> [Complete the following]
1. Answer each question from the classification and regression tutorial:
(a) Which score does the regression model's best_score default to?
(b) What does the tutorial give as the output of X.shape, y.shape for the classification dataset?
(c) What does the output argument select?
2. Reproduce the passage of the classification and regression tutorial between "# defaults to Matthews" and "(n_samples, n_features, n_classes))", inclusive.

> [Selected passage]
--

Classification and Regression capabilities#

A tour of XGBClassifierWrapper and XGBRegressorWrapper applied to two toy-datasets.

The SHAP beeswarm plot provides a clear hierarchy of feature influence on the model’s output, while the scatter dependence plots offer more detailed insights into how each feature impacts the output based on its specific values. This is particularly useful for understanding how different feature values push the regression output higher or lower, or, in the case of classification, how they shift the probability toward 1 or 0. The scatter dependence plot is valuable because it reveals whether the feature’s influence is monotonic, highly non-linear, or otherwise complex, offering a deeper understanding of the model’s behavior.

1. Regression#

[1]:

from apyxl import XGBRegressorWrapper
from sklearn.datasets import fetch_california_housing

X, y = fetch_california_housing(as_frame=True, return_X_y=True)

X.shape, y.shape

[1]:

((20640, 8), (20640,))

[2]:

model = XGBRegressorWrapper().fit(X, y)
# defaults to r2 score
model.best_score

[2]:

0.6763188479029362

Plot methods can handle internally the computation of the SHAP values:

[3]:

model.beeswarm(X=X.sample(2_500))

[4]:

model.scatter(X=X.sample(2_500), feature='Latitude')

2. Classification#

[5]:

from apyxl import XGBClassifierWrapper
from sklearn.datasets import fetch_covtype

X, y = fetch_covtype(as_frame=True, return_X_y=True)
y -= 1
y.unique()

[5]:

array([4, 1, 0, 6, 2, 5, 3])

[6]:

X.shape, y.shape

[6]:

((581012, 54), (581012,))

To speed up the process, Bayesian hyperparameter optimization can be performed on a subset of the dataset. The model is then fitted on the entire dataset using the optimized hyperparameters.

[7]:

model = XGBClassifierWrapper().fit(X, y, n=25_000)
# defaults to Matthews correlation coefficient
model.best_score

[7]:

0.6265663069010666

Computing SHAP values can be resource-intensive, so it’s advisable to calculate them once for multiple future uses, especially in multiclass classification scenarios where the cost is even higher compared to binary classification (shap values shape equals (n_samples, n_features, n_classes))

[8]:

shap_values = model.compute_shap_values(X.sample(1_000))
shap_values.shape

[8]:

(1000, 54, 7)

The output argument selects the shap values associated to the desired class:

[9]:

model.beeswarm(shap_values=shap_values, output=2, max_display=15)

[10]:

model.scatter(shap_values=shap_values, output=2, feature='Elevation')

[11]:

model.scatter(shap_values=shap_values, output=2, feature='Wilderness_Area_0')

--

> [Data]

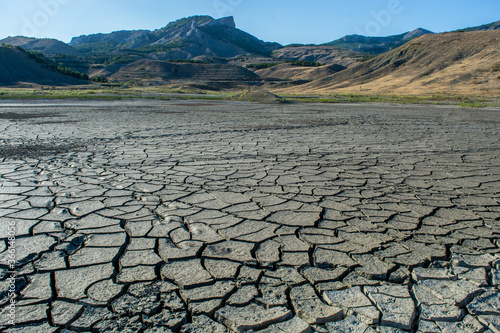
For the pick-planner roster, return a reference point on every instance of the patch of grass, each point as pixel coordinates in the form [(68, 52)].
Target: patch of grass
[(262, 65), (473, 105), (398, 99)]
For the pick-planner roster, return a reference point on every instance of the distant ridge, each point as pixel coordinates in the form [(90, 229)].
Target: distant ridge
[(16, 68), (46, 46), (491, 26), (456, 62), (187, 38), (376, 45)]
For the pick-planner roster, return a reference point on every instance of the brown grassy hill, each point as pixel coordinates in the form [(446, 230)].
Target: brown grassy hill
[(455, 63), (154, 70), (17, 69), (46, 46), (288, 72), (319, 53)]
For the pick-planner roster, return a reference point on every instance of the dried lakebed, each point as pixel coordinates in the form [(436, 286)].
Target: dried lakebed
[(158, 216)]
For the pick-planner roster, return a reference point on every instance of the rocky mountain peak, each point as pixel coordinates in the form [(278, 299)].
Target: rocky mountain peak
[(417, 33)]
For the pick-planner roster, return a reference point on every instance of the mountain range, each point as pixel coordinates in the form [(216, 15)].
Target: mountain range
[(201, 48)]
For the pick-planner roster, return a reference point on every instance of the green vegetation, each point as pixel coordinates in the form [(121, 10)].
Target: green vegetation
[(304, 63), (263, 65), (50, 63), (120, 59), (364, 59), (473, 105), (111, 92), (462, 101)]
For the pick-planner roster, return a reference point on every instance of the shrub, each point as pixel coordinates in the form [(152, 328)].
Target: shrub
[(262, 65), (100, 79), (304, 63)]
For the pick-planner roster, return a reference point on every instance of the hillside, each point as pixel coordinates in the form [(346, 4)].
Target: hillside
[(376, 45), (467, 62), (318, 53), (491, 26), (161, 71), (186, 38), (16, 68), (286, 74), (45, 46)]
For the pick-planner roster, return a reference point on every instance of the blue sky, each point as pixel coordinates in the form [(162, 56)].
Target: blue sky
[(283, 21)]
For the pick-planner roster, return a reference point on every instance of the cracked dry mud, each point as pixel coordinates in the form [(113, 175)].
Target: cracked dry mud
[(149, 216)]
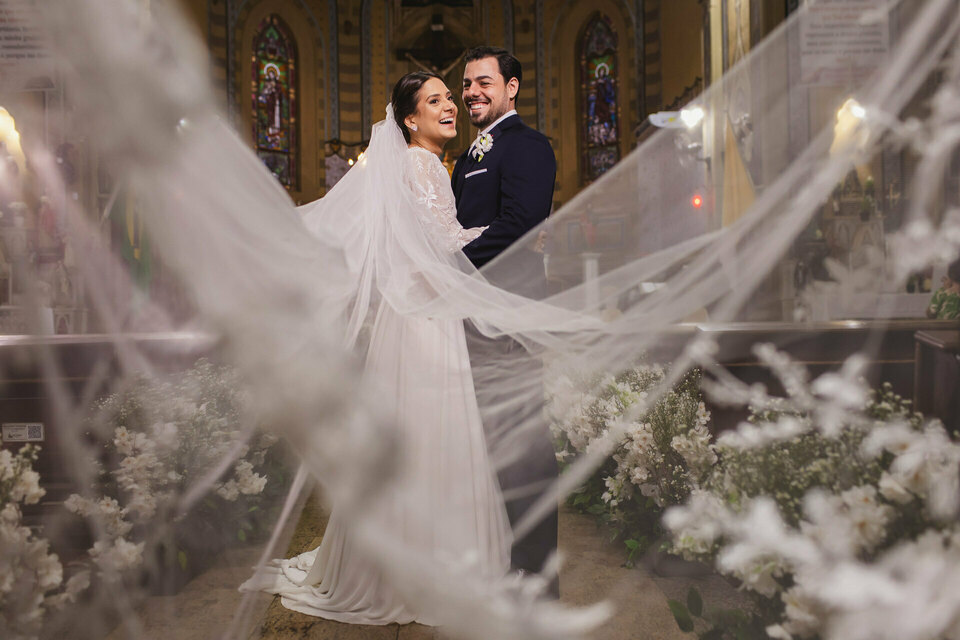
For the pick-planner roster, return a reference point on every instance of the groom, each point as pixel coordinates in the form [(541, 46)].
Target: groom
[(504, 181)]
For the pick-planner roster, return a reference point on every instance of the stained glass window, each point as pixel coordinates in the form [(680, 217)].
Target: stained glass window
[(601, 128), (274, 91)]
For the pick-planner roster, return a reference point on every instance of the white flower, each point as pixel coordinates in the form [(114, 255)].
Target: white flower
[(117, 557), (229, 490), (482, 145), (804, 616), (892, 490)]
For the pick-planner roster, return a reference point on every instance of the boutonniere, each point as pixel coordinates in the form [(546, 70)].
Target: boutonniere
[(484, 144)]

--

> [Response list]
1.
(a) The r2 score.
(b) ((581012, 54), (581012,))
(c) The SHAP values associated with the desired class.

2.
# defaults to Matthews correlation coefficient
model.best_score

[7]:

0.6265663069010666

Computing SHAP values can be resource-intensive, so it’s advisable to calculate them once for multiple future uses, especially in multiclass classification scenarios where the cost is even higher compared to binary classification (shap values shape equals (n_samples, n_features, n_classes))